■ Task directions
Reproduce every record below exactly as it appears.
- - -
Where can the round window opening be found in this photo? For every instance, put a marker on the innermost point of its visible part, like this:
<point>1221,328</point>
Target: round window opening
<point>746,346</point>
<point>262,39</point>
- - -
■ Exercise result
Where can the round window opening be found in this photo? For every instance, put a marker on the innermost point of its visible part, like this:
<point>1221,328</point>
Target: round window opening
<point>746,346</point>
<point>262,39</point>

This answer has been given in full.